-- BEGIN Exercise inputs --

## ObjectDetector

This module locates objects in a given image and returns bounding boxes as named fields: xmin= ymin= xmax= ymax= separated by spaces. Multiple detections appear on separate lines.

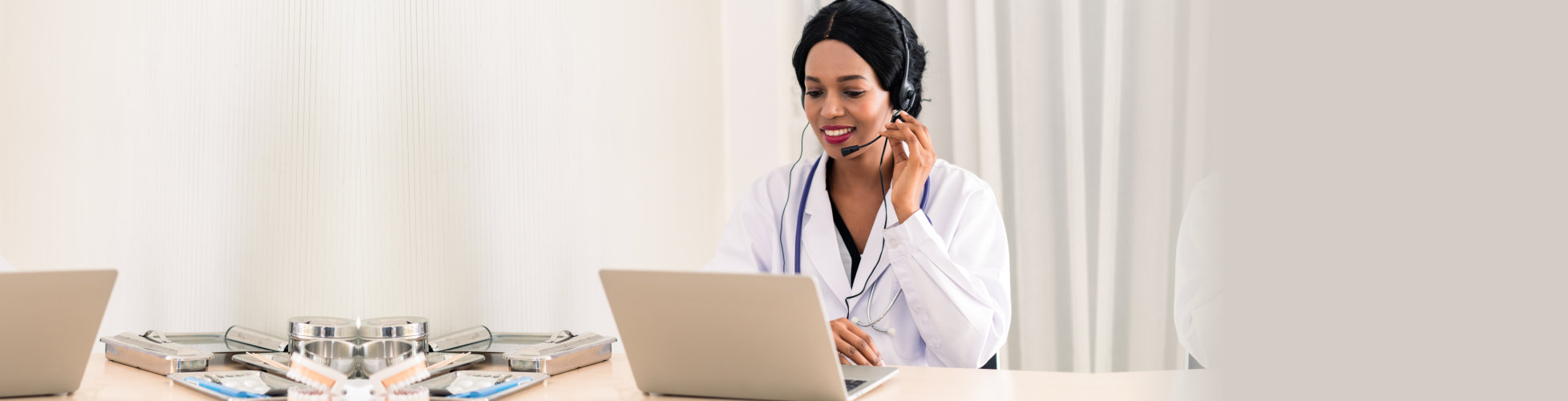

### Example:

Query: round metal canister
xmin=289 ymin=317 xmax=359 ymax=350
xmin=359 ymin=317 xmax=430 ymax=352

-- END Exercise inputs --

**What this task involves**
Format every row above as a numbered list with one line per item. Omit blank lines and pictures.

**Result for this task**
1. ## ObjectDetector
2. This module locates objects in a given image and returns bounding boxes as named fields: xmin= ymin= xmax= ymax= separated by spaces. Multiple detections appear on separate lines.
3. ### Example:
4. Query: round metal canister
5. xmin=289 ymin=317 xmax=359 ymax=350
6. xmin=359 ymin=317 xmax=430 ymax=352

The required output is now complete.